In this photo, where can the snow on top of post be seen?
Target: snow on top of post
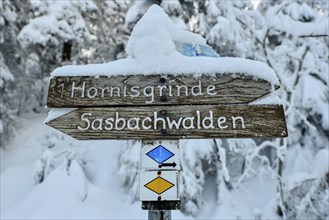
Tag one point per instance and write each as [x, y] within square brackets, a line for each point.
[151, 50]
[155, 34]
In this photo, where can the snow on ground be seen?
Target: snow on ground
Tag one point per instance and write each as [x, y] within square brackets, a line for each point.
[67, 194]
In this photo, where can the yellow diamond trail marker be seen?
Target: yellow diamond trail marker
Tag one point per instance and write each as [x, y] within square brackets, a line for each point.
[159, 185]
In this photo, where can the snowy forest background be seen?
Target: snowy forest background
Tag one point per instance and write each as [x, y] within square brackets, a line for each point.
[289, 36]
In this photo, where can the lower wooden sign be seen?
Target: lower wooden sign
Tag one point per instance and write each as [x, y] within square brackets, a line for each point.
[174, 122]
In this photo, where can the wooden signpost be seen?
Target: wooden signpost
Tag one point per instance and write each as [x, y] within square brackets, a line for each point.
[173, 122]
[140, 90]
[160, 110]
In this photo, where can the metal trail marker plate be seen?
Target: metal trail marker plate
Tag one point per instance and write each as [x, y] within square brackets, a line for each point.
[174, 122]
[141, 90]
[159, 185]
[160, 155]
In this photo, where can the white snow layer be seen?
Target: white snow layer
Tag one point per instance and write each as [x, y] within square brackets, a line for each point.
[151, 50]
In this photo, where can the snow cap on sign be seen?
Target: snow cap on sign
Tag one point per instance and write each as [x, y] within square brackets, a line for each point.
[155, 34]
[157, 45]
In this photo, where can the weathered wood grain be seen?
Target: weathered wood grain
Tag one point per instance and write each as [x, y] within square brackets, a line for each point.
[259, 121]
[83, 91]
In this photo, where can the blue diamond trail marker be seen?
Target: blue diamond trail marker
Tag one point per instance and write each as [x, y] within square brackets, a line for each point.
[160, 154]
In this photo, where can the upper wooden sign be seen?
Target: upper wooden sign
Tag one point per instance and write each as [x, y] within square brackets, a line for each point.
[142, 90]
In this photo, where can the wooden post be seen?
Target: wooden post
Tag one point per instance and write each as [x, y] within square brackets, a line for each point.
[159, 178]
[159, 215]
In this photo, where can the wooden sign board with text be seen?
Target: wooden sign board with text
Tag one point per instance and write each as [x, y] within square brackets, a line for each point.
[148, 90]
[174, 122]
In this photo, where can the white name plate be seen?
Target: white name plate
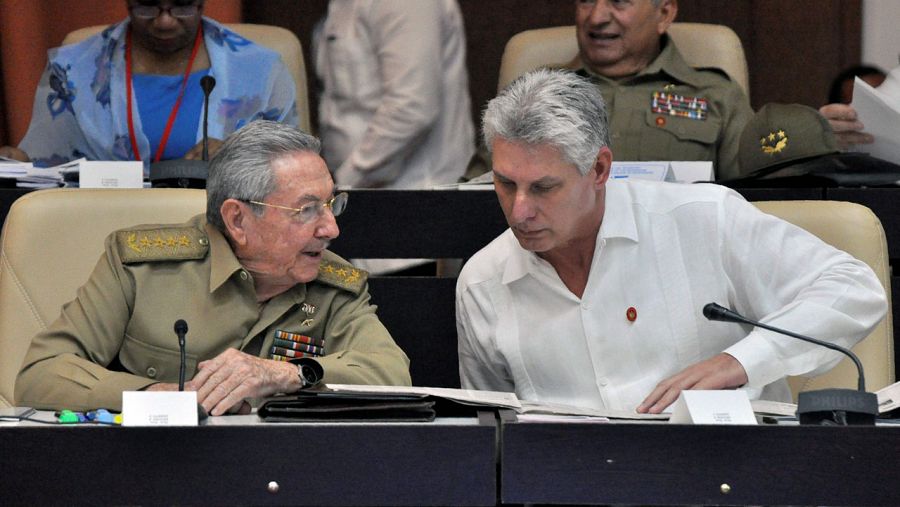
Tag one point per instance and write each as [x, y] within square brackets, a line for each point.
[159, 408]
[713, 407]
[101, 174]
[653, 171]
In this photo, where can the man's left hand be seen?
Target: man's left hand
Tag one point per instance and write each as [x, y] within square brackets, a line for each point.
[718, 372]
[224, 382]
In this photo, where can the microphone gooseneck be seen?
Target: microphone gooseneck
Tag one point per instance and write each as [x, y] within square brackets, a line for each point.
[207, 83]
[824, 406]
[714, 311]
[181, 331]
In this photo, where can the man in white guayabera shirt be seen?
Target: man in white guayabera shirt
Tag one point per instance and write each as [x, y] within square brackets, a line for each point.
[593, 297]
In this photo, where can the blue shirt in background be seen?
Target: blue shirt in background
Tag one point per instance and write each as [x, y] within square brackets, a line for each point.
[155, 96]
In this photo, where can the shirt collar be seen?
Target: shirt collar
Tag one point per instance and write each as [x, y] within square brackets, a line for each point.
[669, 62]
[223, 262]
[618, 222]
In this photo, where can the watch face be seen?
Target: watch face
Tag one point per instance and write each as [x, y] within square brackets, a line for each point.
[308, 374]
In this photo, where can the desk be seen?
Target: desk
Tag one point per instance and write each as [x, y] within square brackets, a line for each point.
[662, 464]
[232, 461]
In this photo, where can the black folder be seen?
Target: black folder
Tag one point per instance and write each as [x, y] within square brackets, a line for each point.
[315, 406]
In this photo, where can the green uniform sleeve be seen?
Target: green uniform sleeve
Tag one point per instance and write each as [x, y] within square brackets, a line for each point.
[63, 366]
[364, 353]
[738, 114]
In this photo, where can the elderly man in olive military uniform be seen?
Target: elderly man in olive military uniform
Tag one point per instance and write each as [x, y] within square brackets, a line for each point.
[660, 108]
[270, 309]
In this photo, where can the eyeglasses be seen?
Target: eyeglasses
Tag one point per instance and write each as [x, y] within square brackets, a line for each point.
[147, 12]
[309, 212]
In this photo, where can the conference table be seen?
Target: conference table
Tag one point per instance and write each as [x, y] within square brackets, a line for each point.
[485, 460]
[239, 460]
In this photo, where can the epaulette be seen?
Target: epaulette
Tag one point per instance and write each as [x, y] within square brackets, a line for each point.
[716, 70]
[162, 244]
[342, 275]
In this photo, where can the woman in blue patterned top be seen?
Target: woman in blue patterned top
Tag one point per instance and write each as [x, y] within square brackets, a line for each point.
[132, 92]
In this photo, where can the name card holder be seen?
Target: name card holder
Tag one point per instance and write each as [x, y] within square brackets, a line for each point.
[159, 408]
[713, 407]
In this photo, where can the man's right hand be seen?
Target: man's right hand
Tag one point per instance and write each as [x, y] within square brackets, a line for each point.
[14, 153]
[846, 125]
[240, 408]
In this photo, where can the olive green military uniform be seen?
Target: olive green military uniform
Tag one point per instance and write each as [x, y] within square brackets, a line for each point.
[150, 276]
[675, 127]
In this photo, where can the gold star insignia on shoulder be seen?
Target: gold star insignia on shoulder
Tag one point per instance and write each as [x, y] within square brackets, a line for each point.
[342, 275]
[165, 243]
[774, 143]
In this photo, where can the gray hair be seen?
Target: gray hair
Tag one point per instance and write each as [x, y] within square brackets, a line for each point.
[554, 107]
[242, 168]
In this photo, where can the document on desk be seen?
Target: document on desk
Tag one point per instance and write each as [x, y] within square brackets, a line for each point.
[881, 116]
[530, 407]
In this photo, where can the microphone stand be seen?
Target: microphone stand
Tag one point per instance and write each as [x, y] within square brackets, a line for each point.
[181, 172]
[840, 407]
[181, 331]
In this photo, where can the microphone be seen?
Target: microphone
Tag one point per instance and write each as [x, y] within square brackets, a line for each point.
[825, 406]
[207, 83]
[181, 173]
[181, 330]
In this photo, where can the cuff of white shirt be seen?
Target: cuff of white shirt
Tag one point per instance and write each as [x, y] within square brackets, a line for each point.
[759, 359]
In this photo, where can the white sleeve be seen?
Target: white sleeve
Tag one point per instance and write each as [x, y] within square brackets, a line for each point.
[479, 364]
[788, 278]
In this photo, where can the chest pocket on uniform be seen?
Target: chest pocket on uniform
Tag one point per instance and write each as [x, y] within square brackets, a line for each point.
[676, 138]
[157, 363]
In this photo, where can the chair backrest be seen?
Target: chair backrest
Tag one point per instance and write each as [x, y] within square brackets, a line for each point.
[701, 44]
[273, 37]
[50, 243]
[856, 230]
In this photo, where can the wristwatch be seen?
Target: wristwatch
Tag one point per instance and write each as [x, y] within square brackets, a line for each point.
[309, 371]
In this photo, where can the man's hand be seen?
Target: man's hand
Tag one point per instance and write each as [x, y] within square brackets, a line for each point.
[14, 153]
[224, 382]
[718, 372]
[846, 125]
[196, 153]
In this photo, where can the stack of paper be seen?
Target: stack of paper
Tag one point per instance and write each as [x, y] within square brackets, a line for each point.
[881, 115]
[28, 176]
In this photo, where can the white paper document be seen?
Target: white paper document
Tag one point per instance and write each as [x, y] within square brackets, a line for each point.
[881, 116]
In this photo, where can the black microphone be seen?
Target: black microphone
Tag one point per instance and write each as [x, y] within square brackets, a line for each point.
[181, 331]
[207, 83]
[181, 173]
[825, 406]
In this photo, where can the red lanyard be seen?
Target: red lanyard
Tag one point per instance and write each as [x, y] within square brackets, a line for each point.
[173, 114]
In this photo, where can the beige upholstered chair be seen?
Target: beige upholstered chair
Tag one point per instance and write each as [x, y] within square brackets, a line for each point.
[856, 230]
[51, 241]
[701, 44]
[279, 39]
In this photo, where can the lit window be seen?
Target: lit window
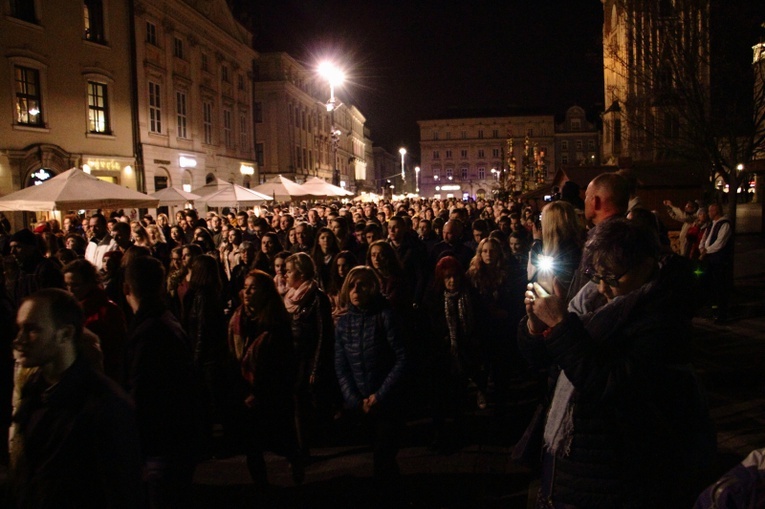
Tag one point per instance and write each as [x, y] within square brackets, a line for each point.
[227, 137]
[98, 108]
[28, 101]
[182, 119]
[155, 108]
[244, 138]
[24, 10]
[178, 48]
[94, 20]
[151, 33]
[207, 121]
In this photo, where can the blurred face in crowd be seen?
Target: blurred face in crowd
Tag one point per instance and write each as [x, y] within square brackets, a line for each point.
[76, 286]
[324, 241]
[343, 267]
[301, 237]
[186, 258]
[97, 227]
[293, 277]
[247, 255]
[515, 245]
[489, 253]
[377, 257]
[280, 267]
[451, 233]
[451, 281]
[360, 291]
[267, 245]
[395, 231]
[251, 297]
[176, 261]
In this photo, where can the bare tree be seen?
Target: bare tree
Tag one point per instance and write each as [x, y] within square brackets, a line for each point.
[679, 88]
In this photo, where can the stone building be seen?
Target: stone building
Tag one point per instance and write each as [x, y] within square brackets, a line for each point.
[195, 94]
[66, 100]
[294, 126]
[470, 155]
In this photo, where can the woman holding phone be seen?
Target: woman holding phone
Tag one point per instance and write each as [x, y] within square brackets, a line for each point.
[626, 424]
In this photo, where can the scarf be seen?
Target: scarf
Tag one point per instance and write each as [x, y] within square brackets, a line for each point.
[600, 321]
[294, 296]
[459, 316]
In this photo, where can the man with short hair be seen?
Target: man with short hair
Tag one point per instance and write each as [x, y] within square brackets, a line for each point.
[77, 429]
[160, 380]
[35, 271]
[607, 196]
[716, 249]
[101, 241]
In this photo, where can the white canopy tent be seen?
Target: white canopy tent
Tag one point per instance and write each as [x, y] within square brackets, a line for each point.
[233, 195]
[74, 190]
[322, 189]
[172, 196]
[281, 188]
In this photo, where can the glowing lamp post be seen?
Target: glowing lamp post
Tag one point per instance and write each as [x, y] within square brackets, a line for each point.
[334, 76]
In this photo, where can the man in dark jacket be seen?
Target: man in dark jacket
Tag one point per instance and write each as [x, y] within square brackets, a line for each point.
[35, 271]
[77, 428]
[161, 381]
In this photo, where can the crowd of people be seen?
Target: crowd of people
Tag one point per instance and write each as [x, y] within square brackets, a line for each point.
[143, 346]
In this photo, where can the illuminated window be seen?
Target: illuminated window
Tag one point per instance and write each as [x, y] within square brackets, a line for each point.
[207, 121]
[151, 33]
[98, 108]
[24, 10]
[155, 108]
[28, 100]
[227, 132]
[94, 20]
[178, 48]
[181, 115]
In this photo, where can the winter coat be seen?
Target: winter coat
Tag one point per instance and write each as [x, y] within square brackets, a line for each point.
[641, 433]
[370, 355]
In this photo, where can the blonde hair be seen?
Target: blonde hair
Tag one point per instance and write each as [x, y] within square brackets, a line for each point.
[560, 228]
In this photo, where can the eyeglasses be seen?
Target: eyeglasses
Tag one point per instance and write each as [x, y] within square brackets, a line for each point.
[610, 280]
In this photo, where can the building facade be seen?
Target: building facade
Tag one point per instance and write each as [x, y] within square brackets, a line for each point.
[473, 156]
[296, 134]
[66, 100]
[195, 94]
[577, 141]
[651, 50]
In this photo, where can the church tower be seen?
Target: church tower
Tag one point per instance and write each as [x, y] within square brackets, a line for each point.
[655, 56]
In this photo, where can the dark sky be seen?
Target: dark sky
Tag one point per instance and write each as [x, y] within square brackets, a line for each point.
[412, 60]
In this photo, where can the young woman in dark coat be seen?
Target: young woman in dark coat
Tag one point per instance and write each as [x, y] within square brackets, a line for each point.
[627, 424]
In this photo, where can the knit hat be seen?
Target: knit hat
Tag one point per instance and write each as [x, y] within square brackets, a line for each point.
[24, 236]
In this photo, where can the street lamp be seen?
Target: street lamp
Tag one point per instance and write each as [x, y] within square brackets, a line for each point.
[334, 76]
[402, 151]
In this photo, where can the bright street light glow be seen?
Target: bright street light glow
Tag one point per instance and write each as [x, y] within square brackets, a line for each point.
[331, 73]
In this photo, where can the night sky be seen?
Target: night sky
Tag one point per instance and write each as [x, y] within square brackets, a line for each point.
[413, 60]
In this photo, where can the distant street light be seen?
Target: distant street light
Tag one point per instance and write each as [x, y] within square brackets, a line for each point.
[402, 151]
[334, 76]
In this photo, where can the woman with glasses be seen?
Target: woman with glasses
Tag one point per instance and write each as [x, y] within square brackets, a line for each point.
[626, 424]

•••

The required output is the span of lines from the one containing "In this photo, where can the bright" to the last line, reproduced character for character.

**Solution below**
In this photo, where can the bright street light glow be seen?
Target: bright street light glow
Tag one point per instance and write each as [x, y] within square brackets, a line for each point.
[331, 73]
In this photo, where can the night sky be seen?
Target: night sky
Tag one point per instance and write each as [x, y] within square brackets, a line for each point.
[413, 60]
In this photo, where can the distant street light be seen?
Target: distant street light
Tag one point per instance and write each as [x, y] within square brackets, a line for each point.
[402, 151]
[334, 76]
In this photo, where can the woman with glasses be seen?
Target: woman with glasses
Tag one point per instance and write each as [x, y] within square brackets, a line for each point.
[626, 424]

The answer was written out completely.